* _TO DO_: The full listing below must be printed exactly, word for word.

* _LISTED RECORDS_:
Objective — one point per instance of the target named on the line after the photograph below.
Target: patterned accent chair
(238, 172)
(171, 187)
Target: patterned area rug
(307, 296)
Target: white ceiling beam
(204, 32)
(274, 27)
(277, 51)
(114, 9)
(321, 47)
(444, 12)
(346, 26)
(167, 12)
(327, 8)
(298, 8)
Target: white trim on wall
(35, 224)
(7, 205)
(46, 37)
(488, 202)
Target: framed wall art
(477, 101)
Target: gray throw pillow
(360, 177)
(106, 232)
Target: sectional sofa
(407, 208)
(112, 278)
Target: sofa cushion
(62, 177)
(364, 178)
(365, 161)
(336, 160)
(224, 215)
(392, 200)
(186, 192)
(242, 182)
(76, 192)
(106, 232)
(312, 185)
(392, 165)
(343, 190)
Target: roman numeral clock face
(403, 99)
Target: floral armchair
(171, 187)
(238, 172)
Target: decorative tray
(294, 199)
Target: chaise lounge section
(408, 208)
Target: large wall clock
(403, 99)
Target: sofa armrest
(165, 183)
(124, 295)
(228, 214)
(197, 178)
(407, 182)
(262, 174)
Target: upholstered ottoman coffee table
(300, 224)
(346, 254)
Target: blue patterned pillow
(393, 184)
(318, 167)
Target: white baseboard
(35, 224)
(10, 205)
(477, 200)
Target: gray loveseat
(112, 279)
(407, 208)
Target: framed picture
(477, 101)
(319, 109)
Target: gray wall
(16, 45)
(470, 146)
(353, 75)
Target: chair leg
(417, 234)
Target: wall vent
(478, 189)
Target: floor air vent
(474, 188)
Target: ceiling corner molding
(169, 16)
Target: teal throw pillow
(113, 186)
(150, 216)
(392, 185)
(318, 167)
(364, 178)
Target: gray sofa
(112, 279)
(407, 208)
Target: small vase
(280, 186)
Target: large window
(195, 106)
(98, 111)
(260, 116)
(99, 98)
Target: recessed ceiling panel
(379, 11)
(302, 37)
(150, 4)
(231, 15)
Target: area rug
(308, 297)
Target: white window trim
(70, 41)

* _EXPECTED OUTPUT_:
Objective — one point per instance of the target named on the line after the photograph below.
Target: patterned accent chair
(238, 172)
(171, 187)
Target: patterned area rug
(307, 296)
Target: white ceiling beam
(204, 32)
(274, 27)
(277, 51)
(114, 9)
(321, 47)
(444, 12)
(346, 26)
(167, 12)
(327, 8)
(298, 8)
Target: white trim on wall
(35, 224)
(7, 205)
(46, 37)
(488, 202)
Target: framed wall art
(477, 101)
Target: gray throw pillow
(360, 177)
(106, 232)
Target: sectional sofa
(407, 208)
(112, 278)
Target: sofa cushion
(62, 177)
(364, 178)
(365, 161)
(336, 160)
(224, 215)
(392, 200)
(186, 192)
(242, 182)
(76, 192)
(106, 232)
(312, 185)
(392, 165)
(343, 190)
Target: roman numeral clock face
(403, 99)
Target: floral armchair
(171, 187)
(238, 172)
Target: decorative tray
(294, 199)
Target: chaise lounge section
(408, 208)
Target: large wall clock
(403, 99)
Target: sofa armrest
(165, 183)
(124, 295)
(228, 214)
(197, 178)
(407, 182)
(262, 174)
Target: upholstered ottoman coffee table
(300, 224)
(346, 254)
Target: blue patterned pillow
(393, 184)
(318, 167)
Target: white baseboard
(35, 224)
(10, 205)
(477, 200)
Target: gray loveseat
(112, 279)
(407, 208)
Target: framed picture
(477, 101)
(319, 109)
Target: gray wall
(16, 45)
(470, 146)
(353, 75)
Target: chair leg
(417, 234)
Target: wall vent
(478, 189)
Target: floor air vent
(474, 188)
Target: ceiling corner molding
(169, 16)
Target: teal throw pillow
(113, 186)
(150, 216)
(392, 185)
(318, 167)
(364, 178)
Target: gray sofa
(112, 279)
(407, 208)
Target: small vase
(280, 186)
Target: large window
(195, 106)
(98, 111)
(260, 116)
(99, 98)
Target: recessed ceiling panel
(379, 11)
(302, 37)
(150, 4)
(231, 15)
Target: area rug
(308, 297)
Target: white window trim
(70, 41)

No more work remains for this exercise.